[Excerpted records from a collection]

┄┄┄┄┄┄┄┄┄┄

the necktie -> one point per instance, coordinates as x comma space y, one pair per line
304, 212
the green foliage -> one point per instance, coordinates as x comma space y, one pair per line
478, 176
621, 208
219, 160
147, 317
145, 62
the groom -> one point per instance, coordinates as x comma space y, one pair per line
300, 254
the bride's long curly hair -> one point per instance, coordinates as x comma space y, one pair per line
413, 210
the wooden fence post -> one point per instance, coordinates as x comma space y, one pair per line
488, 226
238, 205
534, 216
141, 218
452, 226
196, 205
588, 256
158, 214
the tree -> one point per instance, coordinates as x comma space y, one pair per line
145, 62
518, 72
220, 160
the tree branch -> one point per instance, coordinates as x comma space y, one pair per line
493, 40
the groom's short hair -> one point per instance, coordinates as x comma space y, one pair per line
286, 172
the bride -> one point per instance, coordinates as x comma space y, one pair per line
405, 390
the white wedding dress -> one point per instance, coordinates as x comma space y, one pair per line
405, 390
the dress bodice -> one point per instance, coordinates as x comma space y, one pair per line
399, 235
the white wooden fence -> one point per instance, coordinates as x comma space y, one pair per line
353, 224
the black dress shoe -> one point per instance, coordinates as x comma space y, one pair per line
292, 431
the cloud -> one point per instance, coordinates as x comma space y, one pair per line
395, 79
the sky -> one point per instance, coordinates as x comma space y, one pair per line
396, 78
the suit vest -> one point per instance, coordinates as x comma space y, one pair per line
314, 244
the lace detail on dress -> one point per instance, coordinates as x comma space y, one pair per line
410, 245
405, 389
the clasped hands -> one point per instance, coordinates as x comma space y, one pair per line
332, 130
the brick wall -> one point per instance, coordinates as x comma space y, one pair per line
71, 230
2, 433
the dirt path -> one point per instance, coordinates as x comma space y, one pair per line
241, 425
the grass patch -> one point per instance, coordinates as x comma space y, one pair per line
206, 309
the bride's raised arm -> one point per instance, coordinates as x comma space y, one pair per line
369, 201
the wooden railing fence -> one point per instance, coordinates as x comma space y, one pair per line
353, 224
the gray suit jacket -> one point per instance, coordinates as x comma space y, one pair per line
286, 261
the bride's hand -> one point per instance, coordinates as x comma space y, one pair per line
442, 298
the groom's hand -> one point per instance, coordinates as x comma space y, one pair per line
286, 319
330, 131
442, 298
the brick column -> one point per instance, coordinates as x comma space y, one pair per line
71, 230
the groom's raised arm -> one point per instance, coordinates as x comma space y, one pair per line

┄┄┄┄┄┄┄┄┄┄

Copy out all of the material above line for line, changing nothing.

the necktie -> one point per instance, coordinates as x comma space y, one pair per line
304, 212
the green foliage -> one point per instance, coordinates as x comma space y, one pair per line
478, 176
621, 208
219, 160
147, 317
145, 62
the groom -> one point per instance, coordinates as x comma space y, one pair per line
300, 254
the bride's long curly hair -> one point per instance, coordinates as x comma space y, one pair per line
413, 210
the wooden fence post -> one point per instance, coordinates as x comma space y, one pair per line
488, 226
238, 205
534, 216
141, 218
452, 226
196, 205
588, 256
158, 214
the tree -> one point per instance, coordinates as x comma space y, one pair per line
145, 62
518, 72
220, 160
the tree branch -> one point per instance, coordinates as x comma space y, one pair per line
493, 40
the groom's short hair -> one point per instance, coordinates as x comma space y, one pair per line
286, 172
the bride -> one point per instance, coordinates as x comma space y, one pair per line
405, 390
the white wedding dress -> one point per instance, coordinates as x comma space y, one pair per line
405, 390
the dress bodice -> one point per instance, coordinates as x comma space y, one pair per line
399, 235
the white wooden fence -> one point per instance, coordinates as x comma space y, one pair per line
353, 224
the black dress shoe -> one point per instance, coordinates as x comma space y, one pair per line
292, 431
the cloud -> one point per instance, coordinates as x comma space y, one pair per line
395, 79
the sky -> one point per instance, coordinates as x comma space y, one pair per line
396, 78
the suit vest -> one point per instance, coordinates as x comma space y, one pair per line
314, 244
the lace detail on dress -> one point per instance, coordinates as x comma space y, one pair per line
410, 245
405, 389
the clasped hands -> one point per instance, coordinates as x comma space y, one pair per line
332, 130
the brick wall -> one point per instance, coordinates as x comma space y, one pair per line
71, 230
2, 433
the dirt path -> one point per instance, coordinates as x comma space y, one pair per line
241, 425
the grass patch -> one point per instance, coordinates as x comma space y, one pair per line
206, 309
the bride's raised arm -> one point per instance, coordinates as x comma space y, one pair per line
369, 201
the wooden railing fence -> one point per instance, coordinates as x comma space y, one pair per line
353, 224
the gray suit jacket -> one point per instance, coordinates as x comma space y, one pair per line
286, 261
the bride's hand -> one point per instance, coordinates as x comma space y, one pair per line
442, 298
the groom's hand -> one point per instance, coordinates as x comma space y, one pair per line
286, 319
330, 131
442, 298
the brick column -> one point per instance, coordinates as x comma space y, one pair per line
71, 230
the groom's raised arm -> one point per instance, coordinates as x comma space y, one pair per line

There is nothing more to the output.